EXCERPT PROVIDED:
►

May 26, 2020

FDA Accepts Petition to Ban BPA From Infant Formula Containers

The FDA has accepted Congressman Ed Markey’s petition to remove regulatory approval for bisphenol-A (BPA) in infant and toddler formula containers, small reusable household containers, and canned food packaging.

BPABack in April, the FDA ruled against a petition to ban BPA in food packaging that was filed by the National Resources Defense Council two years earlier. At that time, the government agency said they would study BPA instead of ban it.

According to the petition, “because BPA is an unstable polymer and is also lipophilic (fat-seeking), it can leach from packaging into canned foods, infant formula, and other food products. Once in food, BPA can move quickly into people – a particular concern for women of childbearing age and for young children.”

The petition continues, “BPA is a well-documented endocrine-disrupting chemical that can mimic action of the hormone estrogen. Studies have found that BPA is associated with an increased risk for cardiovascular disease, miscarriages, breast and prostate cancer, reproductive dysfunction, metabolic dysfunction, and neurological and behavioral disorders.”

Many manufacturers, such as the Campbell’s Soup Company, have already removed the chemical from packaging. And the French government proposed a ban on BPA in food packaging in 2011; that law will take effect in 2014. BPA is used in metal can linings and makes plastic products shatterproof. Othrer governments have banned the chemical in products marketed to babies and children, including China, Canada, South Africa, Argentina, and the European Union. Eleven states in this country have banned BPA in children’s products.

Some studies have shown that BPA exposure at low levels over long periods of time may cause neurological damage and behavior problems, may increase the risk of heart disease, and may reduce the efficacy of chemotherapy. Other studies have questioned whether the level of exposure does any harm at all.

The petition, filed by Representative Markey (D-NY), was accepted to disallow the BPA content in infant formula containers, but denied the petition about removing the chemical in household containers and canned food packaging. The agency will file the petition in the Federal Register, allow time for public comment, then propose a final rule.

Rep. Markey said in a statement that, “new parents should be worried about bibs and bottles, not BPA, when feeding their babies. With FDA finally taking steps to remove BPA from infant formula, feeding time for parent and babies just got much safer.”

◄

Stored items
►

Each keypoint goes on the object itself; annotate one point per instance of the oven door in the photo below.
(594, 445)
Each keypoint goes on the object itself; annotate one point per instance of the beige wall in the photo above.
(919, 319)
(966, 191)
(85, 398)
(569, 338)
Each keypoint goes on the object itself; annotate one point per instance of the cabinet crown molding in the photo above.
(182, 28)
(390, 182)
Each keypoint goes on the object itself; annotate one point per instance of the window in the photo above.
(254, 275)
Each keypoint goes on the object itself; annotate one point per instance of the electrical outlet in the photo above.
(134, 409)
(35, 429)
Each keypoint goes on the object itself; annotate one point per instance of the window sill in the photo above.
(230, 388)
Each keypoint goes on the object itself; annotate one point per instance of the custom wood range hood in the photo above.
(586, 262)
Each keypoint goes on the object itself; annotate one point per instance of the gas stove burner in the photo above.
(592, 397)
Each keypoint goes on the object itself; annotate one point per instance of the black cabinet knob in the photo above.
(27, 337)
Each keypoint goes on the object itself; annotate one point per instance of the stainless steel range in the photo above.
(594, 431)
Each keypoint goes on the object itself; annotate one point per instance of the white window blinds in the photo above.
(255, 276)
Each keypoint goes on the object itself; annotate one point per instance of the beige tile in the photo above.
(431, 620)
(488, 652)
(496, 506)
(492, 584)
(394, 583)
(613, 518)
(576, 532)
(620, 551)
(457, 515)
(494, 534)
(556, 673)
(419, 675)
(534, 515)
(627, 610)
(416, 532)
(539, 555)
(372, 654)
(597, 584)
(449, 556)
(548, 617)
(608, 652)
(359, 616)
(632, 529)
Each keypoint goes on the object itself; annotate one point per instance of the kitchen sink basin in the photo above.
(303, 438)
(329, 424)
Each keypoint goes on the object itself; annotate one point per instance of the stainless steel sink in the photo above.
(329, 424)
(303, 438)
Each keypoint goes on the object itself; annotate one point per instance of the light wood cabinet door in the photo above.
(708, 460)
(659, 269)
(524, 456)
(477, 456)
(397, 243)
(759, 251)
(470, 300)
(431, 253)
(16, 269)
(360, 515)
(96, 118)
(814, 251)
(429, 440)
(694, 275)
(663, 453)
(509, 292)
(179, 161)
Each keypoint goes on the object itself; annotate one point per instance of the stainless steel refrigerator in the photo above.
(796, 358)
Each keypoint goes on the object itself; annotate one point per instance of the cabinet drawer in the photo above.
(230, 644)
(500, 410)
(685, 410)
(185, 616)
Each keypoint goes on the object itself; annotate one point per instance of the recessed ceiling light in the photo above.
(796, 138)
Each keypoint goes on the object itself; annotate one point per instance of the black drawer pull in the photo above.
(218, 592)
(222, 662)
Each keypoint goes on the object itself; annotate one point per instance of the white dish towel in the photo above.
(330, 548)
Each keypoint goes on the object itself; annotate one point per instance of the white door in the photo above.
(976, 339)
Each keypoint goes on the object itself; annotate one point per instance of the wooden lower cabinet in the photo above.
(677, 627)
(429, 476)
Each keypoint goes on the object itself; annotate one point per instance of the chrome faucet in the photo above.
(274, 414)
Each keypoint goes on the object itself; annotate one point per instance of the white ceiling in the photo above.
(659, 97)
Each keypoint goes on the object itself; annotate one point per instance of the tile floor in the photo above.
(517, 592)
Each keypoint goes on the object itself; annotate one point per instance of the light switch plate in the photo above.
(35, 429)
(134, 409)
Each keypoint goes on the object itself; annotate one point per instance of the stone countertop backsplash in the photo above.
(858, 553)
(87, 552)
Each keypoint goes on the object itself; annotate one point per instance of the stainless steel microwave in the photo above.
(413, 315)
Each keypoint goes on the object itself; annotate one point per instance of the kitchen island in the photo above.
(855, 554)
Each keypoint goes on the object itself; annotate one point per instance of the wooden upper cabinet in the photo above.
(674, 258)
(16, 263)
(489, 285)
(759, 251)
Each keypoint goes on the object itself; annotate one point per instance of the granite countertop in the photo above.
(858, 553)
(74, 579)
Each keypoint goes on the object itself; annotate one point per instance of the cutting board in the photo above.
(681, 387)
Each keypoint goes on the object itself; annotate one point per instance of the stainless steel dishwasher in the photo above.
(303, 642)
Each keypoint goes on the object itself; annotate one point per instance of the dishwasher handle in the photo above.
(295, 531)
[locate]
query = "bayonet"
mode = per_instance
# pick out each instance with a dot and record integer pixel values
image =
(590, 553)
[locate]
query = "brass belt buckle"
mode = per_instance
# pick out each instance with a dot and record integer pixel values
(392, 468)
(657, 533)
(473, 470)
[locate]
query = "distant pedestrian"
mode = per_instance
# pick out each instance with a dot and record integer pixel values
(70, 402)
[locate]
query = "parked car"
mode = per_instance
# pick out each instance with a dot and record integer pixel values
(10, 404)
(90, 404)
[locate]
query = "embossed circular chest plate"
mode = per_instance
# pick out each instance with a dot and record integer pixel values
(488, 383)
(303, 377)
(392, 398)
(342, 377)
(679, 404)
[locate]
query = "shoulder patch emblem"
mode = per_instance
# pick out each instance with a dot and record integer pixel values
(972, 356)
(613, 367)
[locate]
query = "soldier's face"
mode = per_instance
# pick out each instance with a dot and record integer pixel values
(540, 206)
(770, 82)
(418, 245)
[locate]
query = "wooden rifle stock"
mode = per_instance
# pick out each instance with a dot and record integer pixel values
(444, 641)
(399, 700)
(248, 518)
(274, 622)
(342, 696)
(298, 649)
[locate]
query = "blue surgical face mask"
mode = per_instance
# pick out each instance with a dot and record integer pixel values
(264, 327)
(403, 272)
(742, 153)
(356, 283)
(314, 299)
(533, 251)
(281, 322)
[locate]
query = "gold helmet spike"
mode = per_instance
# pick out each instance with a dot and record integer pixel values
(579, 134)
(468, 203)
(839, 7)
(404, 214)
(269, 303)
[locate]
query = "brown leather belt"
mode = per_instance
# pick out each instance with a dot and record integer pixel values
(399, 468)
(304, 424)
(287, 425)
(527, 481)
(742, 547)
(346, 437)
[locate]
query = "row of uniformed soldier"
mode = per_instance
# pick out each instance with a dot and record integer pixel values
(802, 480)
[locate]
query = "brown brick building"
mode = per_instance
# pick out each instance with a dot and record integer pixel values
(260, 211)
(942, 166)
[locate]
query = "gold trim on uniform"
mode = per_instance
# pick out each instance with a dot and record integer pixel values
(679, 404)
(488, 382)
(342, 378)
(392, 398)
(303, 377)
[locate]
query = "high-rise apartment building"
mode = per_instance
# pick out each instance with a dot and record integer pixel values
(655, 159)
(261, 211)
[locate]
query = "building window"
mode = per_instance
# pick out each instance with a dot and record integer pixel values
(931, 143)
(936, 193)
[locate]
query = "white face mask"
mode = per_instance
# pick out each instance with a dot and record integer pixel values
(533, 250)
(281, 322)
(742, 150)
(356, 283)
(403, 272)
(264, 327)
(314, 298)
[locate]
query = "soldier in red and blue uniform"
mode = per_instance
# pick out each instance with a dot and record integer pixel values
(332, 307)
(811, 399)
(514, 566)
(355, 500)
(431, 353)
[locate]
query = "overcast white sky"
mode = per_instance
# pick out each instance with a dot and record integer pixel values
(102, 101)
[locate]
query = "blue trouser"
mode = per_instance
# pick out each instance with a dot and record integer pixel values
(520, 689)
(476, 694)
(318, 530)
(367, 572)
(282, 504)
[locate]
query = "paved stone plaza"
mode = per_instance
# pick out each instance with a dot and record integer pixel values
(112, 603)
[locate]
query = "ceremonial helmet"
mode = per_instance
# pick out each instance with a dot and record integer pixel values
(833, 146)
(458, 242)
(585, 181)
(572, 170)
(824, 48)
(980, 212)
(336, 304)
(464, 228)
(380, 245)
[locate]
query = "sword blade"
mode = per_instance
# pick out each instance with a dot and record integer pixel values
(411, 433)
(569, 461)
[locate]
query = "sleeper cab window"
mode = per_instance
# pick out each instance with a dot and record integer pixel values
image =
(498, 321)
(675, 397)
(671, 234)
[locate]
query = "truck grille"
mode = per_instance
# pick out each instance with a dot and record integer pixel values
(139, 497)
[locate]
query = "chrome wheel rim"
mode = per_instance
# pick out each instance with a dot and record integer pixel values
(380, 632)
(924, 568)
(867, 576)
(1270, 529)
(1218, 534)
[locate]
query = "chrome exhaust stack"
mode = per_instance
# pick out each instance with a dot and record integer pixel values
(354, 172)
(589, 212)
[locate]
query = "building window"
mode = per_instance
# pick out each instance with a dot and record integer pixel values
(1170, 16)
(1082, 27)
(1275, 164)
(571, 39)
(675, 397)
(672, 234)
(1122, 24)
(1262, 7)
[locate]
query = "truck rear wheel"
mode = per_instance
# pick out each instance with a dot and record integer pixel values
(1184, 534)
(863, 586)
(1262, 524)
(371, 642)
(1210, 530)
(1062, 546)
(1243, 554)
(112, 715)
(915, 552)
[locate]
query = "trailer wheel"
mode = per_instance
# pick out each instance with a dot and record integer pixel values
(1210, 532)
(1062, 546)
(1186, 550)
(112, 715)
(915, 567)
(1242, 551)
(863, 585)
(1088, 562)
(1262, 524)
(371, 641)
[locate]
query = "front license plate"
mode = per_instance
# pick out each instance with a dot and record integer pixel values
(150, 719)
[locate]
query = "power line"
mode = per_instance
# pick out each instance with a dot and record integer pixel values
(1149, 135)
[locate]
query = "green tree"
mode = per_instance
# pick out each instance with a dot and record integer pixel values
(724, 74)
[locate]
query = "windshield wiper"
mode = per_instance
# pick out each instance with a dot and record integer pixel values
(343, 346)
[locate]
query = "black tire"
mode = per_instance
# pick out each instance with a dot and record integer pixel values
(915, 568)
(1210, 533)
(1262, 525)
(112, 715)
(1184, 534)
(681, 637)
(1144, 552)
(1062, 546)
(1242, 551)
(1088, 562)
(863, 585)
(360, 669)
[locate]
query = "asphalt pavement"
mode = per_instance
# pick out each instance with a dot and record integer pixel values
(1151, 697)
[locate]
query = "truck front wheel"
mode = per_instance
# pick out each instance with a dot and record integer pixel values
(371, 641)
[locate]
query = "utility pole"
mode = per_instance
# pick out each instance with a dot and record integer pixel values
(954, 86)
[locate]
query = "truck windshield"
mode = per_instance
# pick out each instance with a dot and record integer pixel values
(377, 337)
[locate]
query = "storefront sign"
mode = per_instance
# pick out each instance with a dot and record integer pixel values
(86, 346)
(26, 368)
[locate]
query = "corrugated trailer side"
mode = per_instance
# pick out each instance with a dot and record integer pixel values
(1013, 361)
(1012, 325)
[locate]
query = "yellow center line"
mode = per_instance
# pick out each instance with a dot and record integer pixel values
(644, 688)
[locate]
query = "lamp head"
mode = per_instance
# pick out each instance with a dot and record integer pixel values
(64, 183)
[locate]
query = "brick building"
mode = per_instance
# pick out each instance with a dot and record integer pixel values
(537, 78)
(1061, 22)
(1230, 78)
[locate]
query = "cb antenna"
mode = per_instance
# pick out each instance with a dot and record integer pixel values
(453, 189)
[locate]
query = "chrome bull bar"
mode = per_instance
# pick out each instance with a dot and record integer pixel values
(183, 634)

◄

WHAT YOU HAVE TO DO: In the article about BPA in food packaging, which company is named as having already removed the chemical from its packaging? The data have nothing to do with the article about BPA in food packaging.

SOLUTION: The Campbell's Soup Company